Records to use:
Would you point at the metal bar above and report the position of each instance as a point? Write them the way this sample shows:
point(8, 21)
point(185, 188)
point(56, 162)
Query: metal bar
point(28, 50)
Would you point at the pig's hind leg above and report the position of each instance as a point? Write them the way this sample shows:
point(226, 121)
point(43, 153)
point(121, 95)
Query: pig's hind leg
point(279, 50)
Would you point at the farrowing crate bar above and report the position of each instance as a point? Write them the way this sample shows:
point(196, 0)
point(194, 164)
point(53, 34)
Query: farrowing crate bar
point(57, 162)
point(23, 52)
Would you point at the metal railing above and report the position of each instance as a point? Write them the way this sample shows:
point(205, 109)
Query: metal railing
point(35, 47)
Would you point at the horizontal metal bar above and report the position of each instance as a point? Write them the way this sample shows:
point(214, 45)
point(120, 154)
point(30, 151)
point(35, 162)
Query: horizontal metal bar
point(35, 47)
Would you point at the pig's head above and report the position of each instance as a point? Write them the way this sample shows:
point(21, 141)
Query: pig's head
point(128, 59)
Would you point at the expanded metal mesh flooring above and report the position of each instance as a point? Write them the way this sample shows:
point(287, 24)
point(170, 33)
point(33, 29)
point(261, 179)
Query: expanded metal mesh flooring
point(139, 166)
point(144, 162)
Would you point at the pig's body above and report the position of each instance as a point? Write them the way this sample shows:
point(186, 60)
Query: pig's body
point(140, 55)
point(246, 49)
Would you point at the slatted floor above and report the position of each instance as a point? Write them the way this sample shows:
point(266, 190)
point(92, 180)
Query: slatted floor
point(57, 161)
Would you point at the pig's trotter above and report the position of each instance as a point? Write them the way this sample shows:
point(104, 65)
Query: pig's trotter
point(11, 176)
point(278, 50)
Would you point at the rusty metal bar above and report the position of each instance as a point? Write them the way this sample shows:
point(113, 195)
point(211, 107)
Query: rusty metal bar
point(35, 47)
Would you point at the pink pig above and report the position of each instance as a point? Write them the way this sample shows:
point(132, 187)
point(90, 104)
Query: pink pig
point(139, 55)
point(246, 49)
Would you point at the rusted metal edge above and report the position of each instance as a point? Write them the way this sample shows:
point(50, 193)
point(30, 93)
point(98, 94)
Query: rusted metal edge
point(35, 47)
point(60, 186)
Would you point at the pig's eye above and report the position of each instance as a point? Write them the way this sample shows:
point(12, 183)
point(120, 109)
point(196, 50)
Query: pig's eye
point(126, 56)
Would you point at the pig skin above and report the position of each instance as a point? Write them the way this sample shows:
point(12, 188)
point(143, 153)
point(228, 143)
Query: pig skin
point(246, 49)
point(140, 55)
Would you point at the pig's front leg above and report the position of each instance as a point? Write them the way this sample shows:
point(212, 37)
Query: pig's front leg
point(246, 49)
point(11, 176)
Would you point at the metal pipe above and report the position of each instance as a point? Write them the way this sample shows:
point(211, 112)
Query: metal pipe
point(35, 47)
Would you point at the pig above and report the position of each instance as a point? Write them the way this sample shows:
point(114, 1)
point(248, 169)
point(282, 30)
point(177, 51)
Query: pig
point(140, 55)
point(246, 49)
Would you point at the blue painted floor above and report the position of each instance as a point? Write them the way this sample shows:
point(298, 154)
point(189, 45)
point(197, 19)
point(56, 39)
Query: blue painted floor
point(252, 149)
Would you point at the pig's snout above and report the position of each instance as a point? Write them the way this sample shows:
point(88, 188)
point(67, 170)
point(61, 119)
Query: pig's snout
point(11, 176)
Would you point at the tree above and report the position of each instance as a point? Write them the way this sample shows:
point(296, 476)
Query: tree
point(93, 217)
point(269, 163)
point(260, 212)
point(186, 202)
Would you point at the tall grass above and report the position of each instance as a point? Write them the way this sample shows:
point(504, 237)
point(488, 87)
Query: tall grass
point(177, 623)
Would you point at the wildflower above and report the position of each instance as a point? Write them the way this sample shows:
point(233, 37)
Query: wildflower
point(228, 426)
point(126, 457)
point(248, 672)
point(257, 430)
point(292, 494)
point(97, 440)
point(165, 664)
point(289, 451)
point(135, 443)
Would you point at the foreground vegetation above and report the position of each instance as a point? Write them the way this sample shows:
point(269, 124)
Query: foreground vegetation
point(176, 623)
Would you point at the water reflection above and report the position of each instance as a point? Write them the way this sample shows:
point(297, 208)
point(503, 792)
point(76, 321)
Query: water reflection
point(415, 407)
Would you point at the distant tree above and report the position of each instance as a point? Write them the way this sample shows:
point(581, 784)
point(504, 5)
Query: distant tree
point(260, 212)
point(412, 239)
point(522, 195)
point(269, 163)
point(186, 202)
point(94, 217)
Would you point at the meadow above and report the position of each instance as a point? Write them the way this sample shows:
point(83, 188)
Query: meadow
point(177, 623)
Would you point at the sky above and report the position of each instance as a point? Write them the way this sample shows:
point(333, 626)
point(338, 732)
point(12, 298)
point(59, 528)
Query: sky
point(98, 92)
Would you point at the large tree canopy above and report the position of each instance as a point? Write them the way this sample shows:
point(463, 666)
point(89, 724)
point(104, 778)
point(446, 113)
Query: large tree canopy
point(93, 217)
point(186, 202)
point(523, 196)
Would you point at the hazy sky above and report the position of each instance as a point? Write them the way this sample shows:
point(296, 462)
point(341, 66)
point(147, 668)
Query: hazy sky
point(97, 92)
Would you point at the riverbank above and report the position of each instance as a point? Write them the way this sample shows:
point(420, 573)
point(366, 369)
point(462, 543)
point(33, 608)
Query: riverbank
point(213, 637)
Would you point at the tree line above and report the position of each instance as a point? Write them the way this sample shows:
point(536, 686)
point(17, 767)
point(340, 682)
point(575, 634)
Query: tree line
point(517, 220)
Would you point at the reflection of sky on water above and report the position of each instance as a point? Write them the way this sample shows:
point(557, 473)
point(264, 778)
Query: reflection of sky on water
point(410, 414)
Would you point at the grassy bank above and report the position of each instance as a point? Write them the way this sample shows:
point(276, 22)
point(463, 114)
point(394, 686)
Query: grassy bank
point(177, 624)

Task: Transcribe all the data word for word, as it appears above.

Expected output:
Would you point at the metal bar above and report the position of each instance as a point? Write them the way this sample shows:
point(8, 21)
point(185, 188)
point(56, 162)
Query: metal bar
point(28, 50)
Would you point at the pig's hind leg above and report the position of each instance as a point? Write them the way this sample shows:
point(226, 121)
point(43, 153)
point(121, 95)
Query: pig's hind leg
point(279, 50)
Would you point at the farrowing crate bar above and report the position of each instance as a point? Write them the way this sample shows:
point(196, 0)
point(194, 164)
point(53, 34)
Query: farrowing crate bar
point(57, 162)
point(23, 52)
Would you point at the metal railing above and report the position of each instance as a point? Write them the way this sample shows:
point(205, 109)
Query: metal railing
point(35, 47)
Would you point at the horizontal metal bar above and report the position of each instance as a point? Write them the way this sample shows:
point(214, 45)
point(120, 154)
point(30, 151)
point(35, 162)
Query: horizontal metal bar
point(35, 47)
Would you point at the pig's head above and report the position of each instance as a point? Write them the way this sample shows:
point(21, 141)
Query: pig's head
point(128, 59)
Would you point at the expanded metal mesh flooring above and report the position of each instance as a point? Write them the way this sample shows:
point(287, 24)
point(170, 33)
point(33, 29)
point(261, 179)
Query: expanded metal mesh flooring
point(139, 166)
point(144, 162)
Would you point at the pig's body above and report the position of each instance as a point? Write them the way this sample shows:
point(186, 60)
Query: pig's body
point(140, 55)
point(246, 49)
Would you point at the slatted floor above and report the position of each instance as a point? Write them the way this sample shows:
point(266, 190)
point(92, 180)
Query: slatted floor
point(57, 161)
Would you point at the pig's trotter above and report the position of each instance as a point? Write them the way this sample shows:
point(104, 65)
Query: pig's trotter
point(11, 176)
point(278, 50)
Would you point at the rusty metal bar above and report the position of each instance as a point? Write them the way this sample shows:
point(113, 195)
point(211, 107)
Query: rusty metal bar
point(35, 47)
Would you point at the pink pig above and report the position of each instance as a point? Write them the way this sample shows:
point(132, 187)
point(90, 104)
Query: pink pig
point(139, 55)
point(246, 49)
Would you point at the rusted metal edge above and report the position of each instance as a point? Write them the way this sample shows:
point(50, 193)
point(30, 93)
point(98, 94)
Query: rusted metal edge
point(35, 47)
point(60, 186)
Would you point at the pig's eye above and report the position of each instance as a point? Write them the way this sample shows:
point(12, 183)
point(120, 109)
point(196, 50)
Query: pig's eye
point(126, 56)
Would you point at the pig skin above and report the position of each instance as a point? Write them the way this sample shows:
point(12, 188)
point(143, 153)
point(228, 143)
Query: pig skin
point(246, 49)
point(140, 55)
Would you point at the pig's front leg above and report the position of each instance as a point? Write them the way this sample shows:
point(212, 37)
Query: pig's front leg
point(246, 49)
point(11, 176)
Would you point at the metal pipe above and report the position of each instance as a point? Write them the way this sample shows:
point(211, 112)
Query: metal pipe
point(35, 47)
Would you point at the pig above and report the position of each instance as a point? Write them the way this sample shows:
point(114, 1)
point(248, 169)
point(282, 30)
point(177, 51)
Query: pig
point(140, 55)
point(246, 49)
Would you point at the blue painted floor above and report the position of each instance as a point? Write them the way this sample shows:
point(298, 154)
point(189, 45)
point(197, 19)
point(56, 39)
Query: blue painted floor
point(252, 149)
Would you point at the pig's snout above and report the position of each instance as a point? Write them the way this sample shows:
point(88, 188)
point(67, 170)
point(61, 119)
Query: pig's snout
point(11, 176)
Would you point at the tree above and report the position of each instance as a point? Write them the way this sample shows:
point(296, 476)
Query: tree
point(93, 217)
point(269, 163)
point(260, 212)
point(186, 202)
Would you point at the tall grass above and report the position of each instance as a point? Write them the way this sample shows:
point(504, 237)
point(488, 87)
Query: tall grass
point(177, 623)
Would you point at the wildflower above and report the position of each instance as a point? Write them the way this sample shows:
point(233, 37)
Query: wildflower
point(228, 426)
point(126, 457)
point(248, 672)
point(257, 430)
point(292, 494)
point(97, 440)
point(165, 664)
point(289, 451)
point(135, 443)
Would you point at the foreground vegetation above and report the position of each instance as a point? Write them the way this sample shows:
point(269, 124)
Query: foreground vegetation
point(176, 623)
Would you point at the water reflection above and report the position of each instance as a point? Write them the way this sample shows:
point(297, 208)
point(503, 792)
point(76, 321)
Query: water reflection
point(415, 407)
Would you point at the distant tree above and report the position of each instance as a point? Write them the way this sample shows:
point(581, 784)
point(504, 5)
Query: distant tree
point(260, 212)
point(412, 239)
point(522, 195)
point(269, 163)
point(186, 202)
point(94, 217)
Would you point at the meadow above and report the position of each instance as a point? Write them the way this sample shows:
point(83, 188)
Query: meadow
point(177, 623)
Would you point at the sky above and report the position of each instance as a point? Write them the way this sample shows:
point(333, 626)
point(338, 732)
point(12, 298)
point(59, 528)
Query: sky
point(98, 92)
Would you point at the large tree canopy above and report the position of each instance as a point? Write them the way this sample shows:
point(463, 666)
point(89, 724)
point(104, 778)
point(446, 113)
Query: large tree canopy
point(93, 217)
point(186, 202)
point(523, 196)
Would you point at the hazy sky above and report the position of each instance as a point? Write them the way this sample shows:
point(296, 462)
point(341, 66)
point(147, 668)
Query: hazy sky
point(97, 92)
Would you point at the riverbank above and report the position of each instance as a point? Write them the way this sample shows:
point(420, 573)
point(366, 369)
point(462, 543)
point(33, 608)
Query: riverbank
point(213, 637)
Would you point at the tree line above and report the position of each instance as a point? Write them the way this sample shows:
point(536, 686)
point(17, 767)
point(340, 682)
point(575, 634)
Query: tree line
point(517, 220)
Would you point at the reflection of sky on water above and report the position of each instance as a point? Write them the way this sample shows:
point(557, 473)
point(264, 778)
Query: reflection of sky on water
point(410, 414)
Would you point at the grassy bank above and report the position of each instance as a point? Write them the way this sample shows:
point(276, 22)
point(463, 114)
point(394, 686)
Query: grassy bank
point(177, 624)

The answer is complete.